Instrucciones de trabajo –
#1 En el texto sobre la reforma electoral, ¿qué programa se usó de forma indiscriminada en las fotografías de los candidatos?
#2 Por favor, retoma el texto sobre la reforma electoral y escribe su continuación a partir de la última oración.

Texto de origen –
**********
El reciente proceso electoral fue una prueba contundente en contra de la reciente reforma electoral: ilustró fehacientemente todos los vicios, abusos, errores y absurdos que la motivaron. Más vale que comiencen los remiendos, por no decir las reformas de fondo, porque con la ley como está, el conflicto del 2006 será juego de niños comparado con lo que viene en tres años.
Quizá nada ilustre mejor la dinámica de la reforma electoral de hace dos años que las fotografías de los candidatos que pulularon el país a lo largo de los últimos meses. Quienes conocían en persona a los candidatos no los reconocían: el uso indiscriminado del programa photoshop permitió que todos los candidatos se vieran muy “carita”. Pero ciertamente no eran ellos. El objetivo era construir una realidad inexistente, corregir artificialmente los males, en este caso físicos, de los individuos y, en una palabra, disfrazar el mundo en que vivimos.
**********
Líneas mostradas –
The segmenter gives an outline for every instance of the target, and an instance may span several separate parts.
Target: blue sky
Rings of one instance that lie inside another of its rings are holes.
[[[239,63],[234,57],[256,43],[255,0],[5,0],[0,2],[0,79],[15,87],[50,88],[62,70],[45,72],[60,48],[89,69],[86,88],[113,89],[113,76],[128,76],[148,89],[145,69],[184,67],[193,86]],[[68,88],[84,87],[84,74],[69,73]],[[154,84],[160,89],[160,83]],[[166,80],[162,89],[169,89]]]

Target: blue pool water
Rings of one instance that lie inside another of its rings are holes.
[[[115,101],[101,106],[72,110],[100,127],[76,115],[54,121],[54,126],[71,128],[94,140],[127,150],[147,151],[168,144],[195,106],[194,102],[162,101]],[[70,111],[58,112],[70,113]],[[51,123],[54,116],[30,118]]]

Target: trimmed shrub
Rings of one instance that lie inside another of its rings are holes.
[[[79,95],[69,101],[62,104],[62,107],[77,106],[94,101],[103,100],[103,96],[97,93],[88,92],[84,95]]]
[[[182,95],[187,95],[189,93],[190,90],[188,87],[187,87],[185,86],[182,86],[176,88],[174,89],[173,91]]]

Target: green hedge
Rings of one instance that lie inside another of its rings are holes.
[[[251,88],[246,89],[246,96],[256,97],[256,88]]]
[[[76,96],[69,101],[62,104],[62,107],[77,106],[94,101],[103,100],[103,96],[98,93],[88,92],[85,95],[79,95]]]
**********
Respuestas por tarea –
#1 El programa photoshop.

#2
Así fue la reforma electoral. Se pretendió que, cambiando la ley, se podía transformar la realidad. Adiós a los diferendos, bienvenida la amabilidad y el discurso terso. El problema es que quizá esa sea la realidad de Dinamarca pero, como hubiera dicho Shakespeare, “algo está podrido en este lugar”. Ni el conflicto ni los desacuerdos ni la realidad pueden desaparecer por decreto. Pero eso exactamente es lo que intentaron nuestros legisladores.
El experimento falló y nuestra terca realidad, comenzando por la de los propios políticos, volvió a imponerse.
Comencemos por el componente institucional. ¿Alguien puede imaginar al actual IFE sobreviviendo la contienda electoral de 2006? A duras penas, el IFE anterior logró sacarla adelante. Hoy en día tenemos un IFE que perdió su independencia, al que mangonean los partidos y que en el camino extravió su razón de ser: autoridad con entera credibilidad. La reforma lo convirtió en una agencia de belleza encargada, fallidamente, de la pulcritud electoral. Para colmo, las dos instituciones que conformaron el corazón de la nueva era democrática, el IFE y el Tribunal, difícilmente podrían tener una relación más tensa y conflictiva. Con esa debilitada institución no es posible pretender arribar al 2012 en paz.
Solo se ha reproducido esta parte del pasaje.